PAGE EXCERPT -

*-*-*

# Pulling head down while riding?



## candandy49 (Jan 16, 2011)

In Tack Catalogs you can find a piece of equipment for ponys that do what yours is doing. I don't remember what it is actually called, but it prevents the pony from getting it's head low enough to eat grass while mounted. I don't know if a pony can be trained to not try to eat grass while mounted.


----------



## dragy (Jun 30, 2010)

Yup. Start carrying a crop or a quirt, and when he pulls this on you, you have to get after him. Give him a tap on the butt and cue him forward. If he doesn't listen, do it again a little harder. When gets going, thank him, give him a pat. You can pull up on the reins a bit too, but you shouldn't have to be pulling his head up, you do not want to be yanking or pulling on his mouth and getting into a battle where you're trying to pull his head up. You don't need to go to a harsher bit.


----------



## islandponi (Jan 21, 2011)

dragy said:


> Yup. Start carrying a crop or a quirt, and when he pulls this on you, you have to get after him. Give him a tap on the butt and cue him forward. If he doesn't listen, do it again a little harder. When gets going, thank him, give him a pat. You can pull up on the reins a bit too, but you shouldn't have to be pulling his head up, you do not want to be yanking or pulling on his mouth and getting into a battle where you're trying to pull his head up. You don't need to go to a harsher bit.


 I already use a crop and she still pulls her head down.


----------



## dragy (Jun 30, 2010)

Okay, so you probably do already, but do you get loud, shout Hey! or make a tsssssst noise at her? Do you know of anything that annoys her like when you are grooming or just handling her from the ground? I guess I don't know what there could be, but any little trick to teach her that reaching for the grass is going to be unpleasureable or annoying. . .? Sorry I wasn't any help


----------



## PumpkinzMyBaby22 (Jul 5, 2009)

I used to ride a pony that had the same issue when ever we rode over grass. If she pulls down, give her a big 'argh' and held the reins firmly so she yanks herself in the mouth. When she brings her head back up and stops going for the grass, give her some praise and move on. Depending on how determined your horse is, she may take a while to teach. The first couple of times she might take you by surprise, but after a while you can feel when she is about to take a dive. Therefore you can tell her no before it happens, or get a firm grip on the reins. 
I hope this works, and you should soon be able to go back to a lighter bit.


----------



## islandponi (Jan 21, 2011)

*-*-*

INFORMATION SUPPLIED -
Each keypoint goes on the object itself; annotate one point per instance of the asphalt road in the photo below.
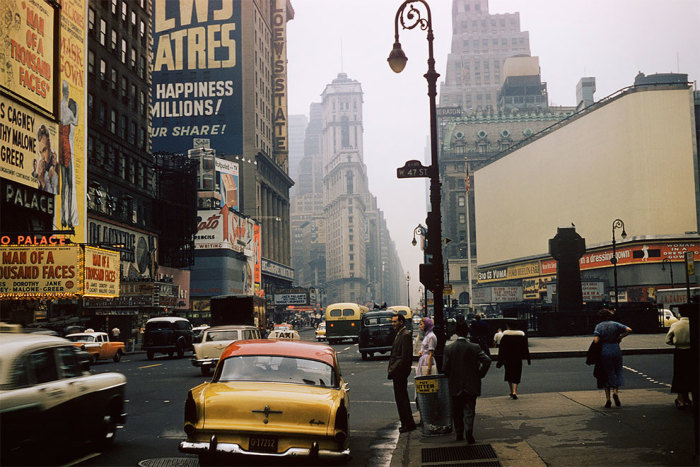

*-*-*

PROBLEM A - Translate into Spanish this sentence from the thread on a pony pulling its head down: "I already use a crop and she still pulls her head down."
PROBLEM B - Continue the thread on a pony pulling its head down, starting with the reply that follows the last heading.

TASK RESULT A - Ya uso una fusta y ella sigue bajando la cabeza.

TASK RESULT B -
dragy said:


> Okay, so you probably do already, but do you get loud, shout Hey! or make a tsssssst noise at her? Do you know of anything that annoys her like when you are grooming or just handling her from the ground? I guess I don't know what there could be, but any little trick to teach her that reaching for the grass is going to be unpleasureable or annoying. . .? Sorry I wasn't any help


The only thing I've ever seen annoy her is when something is tickleing her like a big horse fly on her that wont leave. i dont think that theres anything i can do with that. haha. but thanks ill try the loud noises


----------



## islandponi (Jan 21, 2011)

PumpkinzMyBaby22 said:


> I used to ride a pony that had the same issue when ever we rode over grass. If she pulls down, give her a big 'argh' and held the reins firmly so she yanks herself in the mouth. When she brings her head back up and stops going for the grass, give her some praise and move on. Depending on how determined your horse is, she may take a while to teach. The first couple of times she might take you by surprise, but after a while you can feel when she is about to take a dive. Therefore you can tell her no before it happens, or get a firm grip on the reins.
> I hope this works, and you should soon be able to go back to a lighter bit.


 I'm not the strongest person, so she might be able to make the reins slide out of my hands. would tieing to reins to the saddle horn work? Thanks a bunch for the info!!!


----------



## eccodecco (Dec 10, 2010)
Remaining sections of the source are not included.